ACTIONS TO TAKE ->
1. Please answer these questions about the reins thread below:
(a) In Spyder's post, what is the outside rein compared to?
(b) Which term does Spyder say "we don't like to use"?
(c) According to Valentina, what do the rider's legs control?
2. Quote the reins thread below word for word, from "Riders legs control" up to and including "the hind end).".

PAGE ->
=====
# "Tight" outside rein, loose inside rein



## Spyder (Jul 27, 2008)

Gilly said:


> M'kay, here's some background info:
> 
> I started riding at 12ish and got some lessons for around a year. I then went to a trail riding place and dicked about on weekends until I was 15. I've discovered the lessons I got when I was younger weren't brilliant because on my first lesson at this new place (which I love and I'm 19 now) my instructor was talking about things/showing me things I never did before. Including:
> 
> ...



Your instructor while on the right track was not using the correct terminology or describing what you should be doing ( unless YOU are interpenetrating her remarks wrong).

The outside rein should never be "tight" but supportive. It is this rein that you are moving the horse into doing the leg yield so if it is too loose the the horse will buldge and fall through it. 

Think of the outside rein like a fishnet and the shoulder/neck of the horse like fish. You are catching fish and if the net is too loose the fish will get away.

The inside rein should also not be loose MY YOUR OWN MAKING. The inside rein should have contact but only as much contact to prevent the outside rein from turning the head to the outside.

If the leg yield is correct the HORSE itself will lighten its contact on the inside by arching its neck, softening its contact and bending and flexing inwards somewhat. This is sometimes referred to "on the bit" a terminology we don't like to use as it implies the rider is forcing the head. In fact the horse has ACCEPTED the contact of the bit by coming to the _aids you as the rider supplied._

Again you should NOT allow the rein to be loose but take back the contact the HORSE has given to you so that the inside rein will now have the LIGHTEST contact and you should just _feel_ the mouth.


----------



## Valentina (Jul 27, 2009)

Trainer was trying to help you establish the "inside leg to outside rein", which keeps the horse straight. (Outside rein used to bring horses shoulder slightly to inside while inside leg gets horse to slightly bend around inside leg. This means horse steps underneath iteself more with inside hind leg - which is the very beginning of more advanced riding.) 

Riders legs control horses hips, reins control horses neck/head/shoulders. So when you ride as above you are straightening the horse (and not ignoring the hind end). 

As you get better you'll find the inside rein is not just "flopping around" but rather just SLIGHTLY looser (when going straight) than the outside rein.


----------
=====
STORED DATA ->

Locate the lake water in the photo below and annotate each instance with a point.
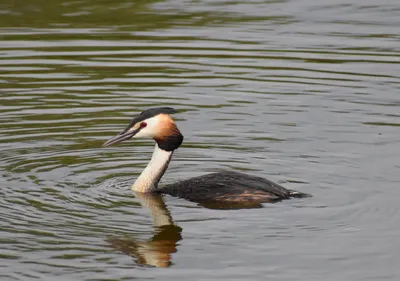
(305, 93)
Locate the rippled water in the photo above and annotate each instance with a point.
(304, 92)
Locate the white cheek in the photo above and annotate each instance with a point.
(150, 130)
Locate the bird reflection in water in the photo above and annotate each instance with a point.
(158, 250)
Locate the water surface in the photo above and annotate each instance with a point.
=====
SOLVED PROBLEMS ->
1.
(a) A fishnet, with the horse's shoulder and neck as the fish.
(b) "On the bit."
(c) The horse's hips.

2.
Riders legs control horses hips, reins control horses neck/head/shoulders. So when you ride as above you are straightening the horse (and not ignoring the hind end).